___ Vorliegender Text

Lieber nicht fragen - spritzen

Der Bund beschliesst, ein sehr giftiges Insektizid notfallmässig zuzulassen, Monate bevor der Insekten-Befall überhaupt bekannt ist. Ein krasser Verstoss gegen den vom Bund propagierten integrierten Pflanzenschutz, bei dem zuerst der mögliche Schaden abgeschätzt wird. Und das Verfahren an sich stellt eine gefährliche Geheimnistuerei dar
Die gespritzten Zwetschgen haben Kinder und Erwachsene bereits gegessen. Bild: Pixabay
Oktober 7, 2022
Georg Odermatt

Die Geschichte: Am 29.11.2021 wurde vom Schweizer Obstverband ein Antrag für eine Notfallzulassung für das Insektizid Insegar mit dem Wirkstoff Fenoxycarb beim Bundesamt für Landwirtschaft eingereicht. Das Mittel wirkt gegen den Pflaumenwickler. Er ist ein Schädling an Zwetschgen, Pflaumen, Mirabellen und Renekloden. Ein Befall ist dadurch erkennbar, dass die Früchte vorzeitig reif werden und abfallen. An den Bohrlöchern der Früchte ist ein gallertartiges Tröpfchen sichtbar, was auf die rötlichen Raupen im Inneren schließen lässt. Der Antrag wurde am 26.01.2022 der Zulassungsstelle Pflanzenschutzmittel weitergeleitet. Mitten im Winter, wenn noch keine Schmetterlinge des Pflaumenwicklers fliegen, geschweige denn die Obstbäume befallen. Schliesslich wurde er am 13. Juni 2022, kurz vor der Spritzsaison, vom Bundesamt für Lebensmittelsicherheit und Veterinärwesen bewilligt.

Der Schweizer Obstverband hat also im Herbst 2021 vorsorglich für den nächsten Sommer eine Notfallzulassung beantragt und als Begründung vorgebracht, dass in der vorherigen Ernte bis zu 50% der Zwetschgenernte durch den Pflaumenwickler geschädigt worden seien.  Er hat damit mehr als ein halbes Jahr im Voraus ein Schaden heraufbeschworen, obwohl das massenhafte Auftreten des Pflaumenwicklers insbesondere vom Klima und dem Vorhandensein von Fressfeinden abhängt. Zudem wurde vorweggenommen, dass den Insekten nicht mit anderen Mitteln beizukommen sei. Tatsächlich helfen gegen den Pflaumenwickler auch umweltfreundliche Methoden wie zum Beispiel die Verwirrungstechnik (mit in der Pflaumenkultur verteilten Depots von weiblichem Lockstoff), die einen Erfolg bis zu 90% zeitigt.

______

• Aufgabe A:
Prüfe, ob die folgenden Aussagen zum Text über die Notfallzulassung von Insegar passen, und belege jedes Ja oder Nein mit den entscheidenden Worten aus dem Text, wörtlich zitiert: (i) Der Antrag auf die Notfallzulassung kam vom Schweizer Obstverband. (ii) Bewilligt wurde das Mittel vom Bundesamt für Landwirtschaft. (iii) Die Verwirrungstechnik erreicht laut Text einen Erfolg von bis zu 90%.
• Aufgabe B:
Schreib den Text über die Notfallzulassung von Insegar weiter, und zwar im Anschluss an seinen letzten Satz.

___ Inhalt der Datensätze

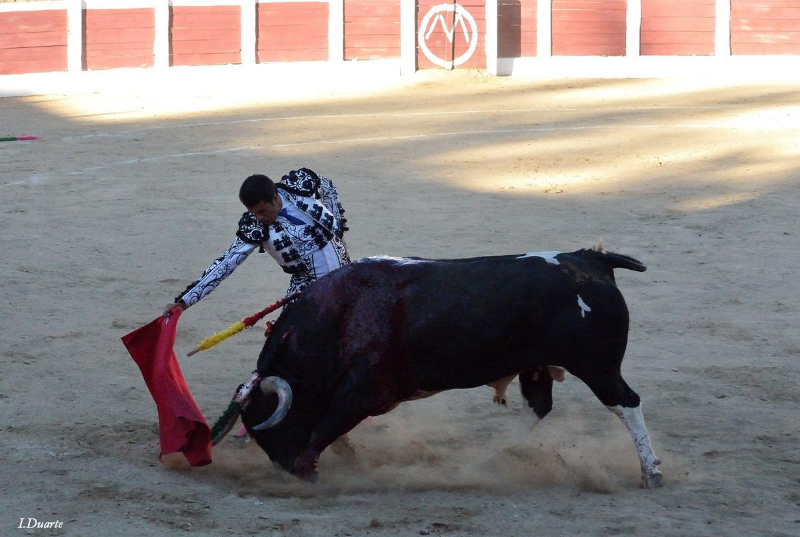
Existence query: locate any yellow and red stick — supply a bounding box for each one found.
[186,292,300,356]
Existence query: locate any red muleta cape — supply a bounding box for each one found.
[122,308,211,466]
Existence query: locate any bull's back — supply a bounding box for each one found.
[350,254,627,391]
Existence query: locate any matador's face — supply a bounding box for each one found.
[247,194,283,226]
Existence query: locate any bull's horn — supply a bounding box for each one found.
[253,377,292,431]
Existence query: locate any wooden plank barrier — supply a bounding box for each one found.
[344,0,400,60]
[731,0,800,54]
[640,0,716,56]
[0,9,67,75]
[170,6,242,65]
[552,0,627,56]
[256,2,328,63]
[83,8,156,70]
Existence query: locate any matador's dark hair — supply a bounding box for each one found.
[239,174,277,207]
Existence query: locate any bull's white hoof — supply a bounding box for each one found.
[642,471,664,489]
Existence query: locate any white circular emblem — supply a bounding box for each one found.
[417,4,478,68]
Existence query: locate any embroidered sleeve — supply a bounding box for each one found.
[175,238,256,307]
[278,168,320,198]
[319,176,349,238]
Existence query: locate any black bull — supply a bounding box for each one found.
[242,250,661,487]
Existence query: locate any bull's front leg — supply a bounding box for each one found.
[608,403,663,489]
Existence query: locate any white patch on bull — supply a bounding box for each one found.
[517,252,561,265]
[578,295,592,319]
[368,255,430,265]
[608,405,661,488]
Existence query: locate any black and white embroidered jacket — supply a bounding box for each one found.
[175,168,350,307]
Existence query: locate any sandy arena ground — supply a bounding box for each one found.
[0,71,800,536]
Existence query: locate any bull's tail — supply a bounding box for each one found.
[600,252,647,272]
[581,246,647,274]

______

• Deine Antwort A:
(i) Ja: „Am 29.11.2021 wurde vom Schweizer Obstverband ein Antrag für eine Notfallzulassung für das Insektizid Insegar mit dem Wirkstoff Fenoxycarb beim Bundesamt für Landwirtschaft eingereicht.“
(ii) Nein: „Schliesslich wurde er am 13. Juni 2022, kurz vor der Spritzsaison, vom Bundesamt für Lebensmittelsicherheit und Veterinärwesen bewilligt.“
(iii) Ja: „die einen Erfolg bis zu 90% zeitigt“

• Deine Antwort B:
Das Insektizid Fenoxycarb ist aufgrund seiner enormen Giftigkeit für Lebewesen in Gewässern, aber auch für Schmetterlinge und andere Bestäuberinsekten etc. schon lange nur noch im Gewächshaus zulässig. Der Wirkstoff ist zudem möglicherweise für den Menschen krebserregend. Letzten Sommer durfte er in den Schweizer Obstgärten verspritzt werden. Die damit gespritzten Zwetschgen haben viele Erwachsene und Kinder bereits gegessen.

Nebst den Gefahren für Mensch, Tier und Umwelt, die von einer solchen Notfallzulassung ausgehen, ist noch etwas besonders störend: Dass die ansonsten angehörten Umweltorganisationen, nicht einbezogen werden. Durch die Notfallzulassung umgeht der Staat die beschwerdeberechtigten Organisationen im Namen der «raschen Beurteilung» wie es im Schreiben des Lebensmittelsicherheit und Veterinärwesen steht. Diese findet – unter Ausschluss der Öffentlichkeit viele Monate vor einem möglichen Befall statt. Und natürlich wollen die Pestizidanwender nicht, dass ihnen jemand vor dem Spritzen steht und das lukrative Geschäft verdirbt.